Objective:
Copy every line, leaving nothing out and adding nothing.

Object location annotation data:
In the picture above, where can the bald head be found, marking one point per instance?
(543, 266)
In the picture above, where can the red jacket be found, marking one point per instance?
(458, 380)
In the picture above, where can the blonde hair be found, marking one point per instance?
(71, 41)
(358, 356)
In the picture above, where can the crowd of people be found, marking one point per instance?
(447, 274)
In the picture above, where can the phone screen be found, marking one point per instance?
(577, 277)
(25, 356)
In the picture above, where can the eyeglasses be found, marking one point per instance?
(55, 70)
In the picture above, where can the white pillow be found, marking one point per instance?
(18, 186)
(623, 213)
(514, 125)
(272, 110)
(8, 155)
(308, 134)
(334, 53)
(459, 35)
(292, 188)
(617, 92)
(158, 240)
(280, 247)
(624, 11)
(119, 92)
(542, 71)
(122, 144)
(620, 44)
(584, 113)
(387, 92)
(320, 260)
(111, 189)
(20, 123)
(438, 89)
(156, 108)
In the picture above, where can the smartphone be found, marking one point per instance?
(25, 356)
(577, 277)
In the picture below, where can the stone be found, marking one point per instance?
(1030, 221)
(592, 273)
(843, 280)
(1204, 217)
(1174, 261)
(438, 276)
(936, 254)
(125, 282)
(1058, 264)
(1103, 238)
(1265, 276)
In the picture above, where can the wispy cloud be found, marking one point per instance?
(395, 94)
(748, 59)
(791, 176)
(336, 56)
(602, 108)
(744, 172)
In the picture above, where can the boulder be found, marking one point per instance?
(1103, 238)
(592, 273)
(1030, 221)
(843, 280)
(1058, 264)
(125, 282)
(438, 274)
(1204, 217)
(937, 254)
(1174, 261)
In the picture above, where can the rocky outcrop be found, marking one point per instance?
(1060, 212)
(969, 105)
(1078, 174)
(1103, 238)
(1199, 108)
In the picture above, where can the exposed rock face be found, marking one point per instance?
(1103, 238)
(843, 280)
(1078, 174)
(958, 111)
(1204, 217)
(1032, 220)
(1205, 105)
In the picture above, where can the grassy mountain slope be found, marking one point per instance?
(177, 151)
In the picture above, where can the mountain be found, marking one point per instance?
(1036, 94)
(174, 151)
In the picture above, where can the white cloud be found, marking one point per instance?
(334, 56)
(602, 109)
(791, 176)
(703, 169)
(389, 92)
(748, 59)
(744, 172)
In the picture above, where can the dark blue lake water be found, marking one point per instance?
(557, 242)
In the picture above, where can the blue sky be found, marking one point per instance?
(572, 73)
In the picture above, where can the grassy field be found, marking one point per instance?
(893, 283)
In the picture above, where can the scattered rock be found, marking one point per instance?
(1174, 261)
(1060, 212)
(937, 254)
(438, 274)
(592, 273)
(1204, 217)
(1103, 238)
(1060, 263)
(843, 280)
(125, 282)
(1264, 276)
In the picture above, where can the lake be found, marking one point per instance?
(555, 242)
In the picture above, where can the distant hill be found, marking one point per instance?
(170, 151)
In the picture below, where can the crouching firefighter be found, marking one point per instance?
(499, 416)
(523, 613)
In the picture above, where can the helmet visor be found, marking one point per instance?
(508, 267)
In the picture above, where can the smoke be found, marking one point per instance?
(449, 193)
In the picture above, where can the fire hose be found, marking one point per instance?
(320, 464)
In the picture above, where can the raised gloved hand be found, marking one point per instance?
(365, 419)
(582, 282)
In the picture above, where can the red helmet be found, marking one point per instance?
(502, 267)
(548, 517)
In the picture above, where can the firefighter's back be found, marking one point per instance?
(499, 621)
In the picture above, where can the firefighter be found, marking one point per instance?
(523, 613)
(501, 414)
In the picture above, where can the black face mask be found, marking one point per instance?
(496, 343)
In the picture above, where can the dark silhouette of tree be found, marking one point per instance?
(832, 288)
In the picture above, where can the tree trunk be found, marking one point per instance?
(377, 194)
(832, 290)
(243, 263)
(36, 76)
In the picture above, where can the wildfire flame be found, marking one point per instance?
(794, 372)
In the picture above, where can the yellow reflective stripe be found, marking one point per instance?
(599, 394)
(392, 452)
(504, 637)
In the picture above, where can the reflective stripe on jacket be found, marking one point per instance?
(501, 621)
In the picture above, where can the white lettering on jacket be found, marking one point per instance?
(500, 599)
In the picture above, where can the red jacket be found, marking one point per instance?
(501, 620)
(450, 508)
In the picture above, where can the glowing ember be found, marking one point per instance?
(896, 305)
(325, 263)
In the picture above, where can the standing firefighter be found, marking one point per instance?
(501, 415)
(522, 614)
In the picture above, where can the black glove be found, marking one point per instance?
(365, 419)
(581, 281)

Answer:
In the picture above, where can the bald head be found, marking one point per instance?
(543, 266)
In the picture above, where can the red jacket be found, marking one point per instance?
(458, 380)
In the picture above, where can the blonde hair be found, marking one point per instance?
(71, 41)
(358, 356)
In the picture above, where can the crowd of people be found, marking one point per instance?
(447, 274)
In the picture above, where can the phone screen be found, marking one point per instance?
(577, 277)
(25, 356)
In the picture above, where can the eyeglasses be found, marking one point per instance?
(55, 70)
In the picture above, where can the white pillow be found, marking one point per instance?
(18, 186)
(623, 213)
(514, 125)
(272, 110)
(8, 155)
(308, 134)
(334, 53)
(459, 35)
(292, 188)
(617, 92)
(158, 240)
(280, 247)
(624, 11)
(119, 92)
(542, 71)
(122, 144)
(620, 44)
(584, 113)
(387, 92)
(320, 260)
(111, 189)
(20, 123)
(438, 89)
(156, 108)
In the picture above, where can the smartphone be found, marking one point per instance?
(25, 356)
(577, 277)
In the picture below, where can the stone be found, marking one point per instance?
(1030, 221)
(592, 273)
(843, 280)
(1204, 217)
(1174, 261)
(438, 276)
(936, 254)
(125, 282)
(1058, 264)
(1103, 238)
(1265, 276)
In the picture above, where can the wispy cloud be found, marking one point per instance?
(395, 94)
(748, 59)
(791, 176)
(336, 56)
(602, 108)
(744, 172)
In the picture above, where can the boulder be found, marking one point per instance?
(1103, 238)
(592, 273)
(1030, 221)
(843, 280)
(1058, 264)
(125, 282)
(438, 274)
(1204, 217)
(937, 254)
(1174, 261)
In the picture above, where can the rocky outcrop be found, marking one point per instance?
(1060, 212)
(969, 105)
(1078, 174)
(1103, 238)
(1199, 108)
In the picture above, where can the exposed rock face be found, marking one point per instance?
(1103, 238)
(843, 280)
(1078, 174)
(958, 111)
(1204, 217)
(1032, 220)
(1205, 105)
In the picture above, where can the grassy mountain slope be found, marking one point per instance?
(177, 151)
In the picture above, where can the mountain be found, marking one point per instance?
(1036, 94)
(174, 151)
In the picture above, where can the white cloud be found, marking one point per instance?
(334, 56)
(602, 109)
(791, 176)
(703, 169)
(389, 92)
(748, 59)
(744, 172)
In the picture above, where can the dark blue lake water be found, marking one point per instance?
(557, 242)
In the picture above, where can the blue sky be found, marking one point per instance?
(572, 73)
In the picture above, where can the grassy field be found, marking one point per instance?
(893, 283)
In the picture above, where can the scattered rock be found, marking one point per instance?
(1174, 261)
(1060, 212)
(937, 254)
(438, 274)
(592, 273)
(1204, 217)
(1103, 238)
(1060, 263)
(843, 280)
(125, 282)
(1264, 276)
In the picture above, where can the lake be found, marking one point per instance?
(555, 242)
In the picture above, where can the distant hill be found, marking one point per instance?
(170, 151)
In the picture below, where can the crouching firefighter be found, marking one point per instance?
(499, 416)
(523, 613)
In the picture above, where can the helmet visor be found, marking one point per instance?
(508, 267)
In the picture above, where can the smoke be found, marking one point per instance?
(449, 193)
In the picture above, where can the fire hose be found, marking one point per instance?
(320, 464)
In the picture above, where can the raised gloved hand be found, marking one point per instance?
(365, 419)
(582, 282)
In the picture above, where can the red helmet be found, marking one point per instance?
(502, 267)
(548, 517)
In the picture above, where can the firefighter's back be found, marking one point per instance?
(499, 621)
In the picture above, where can the firefighter be found, marking one point per instance?
(523, 613)
(501, 414)
In the picture above, where can the black face mask be found, marking one point per instance?
(496, 343)
In the picture above, where can the dark silhouette of tree be found, marking one point per instance?
(832, 288)
In the picture above, where can the tree trunk be found, marking one point per instance?
(377, 194)
(832, 290)
(243, 263)
(36, 76)
In the picture above, where can the wildfire flame be found, marking one point per instance?
(794, 372)
In the picture above, where can the yellow reflective stripe be found, marking one point per instance?
(599, 394)
(392, 452)
(504, 637)
In the picture above, where can the reflective stripe on jacket be found, marking one point per instance?
(501, 621)
In the picture above, where can the white lettering on jacket be found, marking one point per instance?
(500, 599)
In the picture above, where can the red jacket be found, marking one point per instance?
(501, 620)
(450, 508)
In the picture above, where can the glowing ember be found, marking one point per instance?
(896, 305)
(325, 263)
In the picture above, where can the standing firefighter be found, marking one point per instance?
(501, 415)
(522, 614)
In the picture above, where can the black glove be found, marking one point per instance?
(365, 419)
(581, 281)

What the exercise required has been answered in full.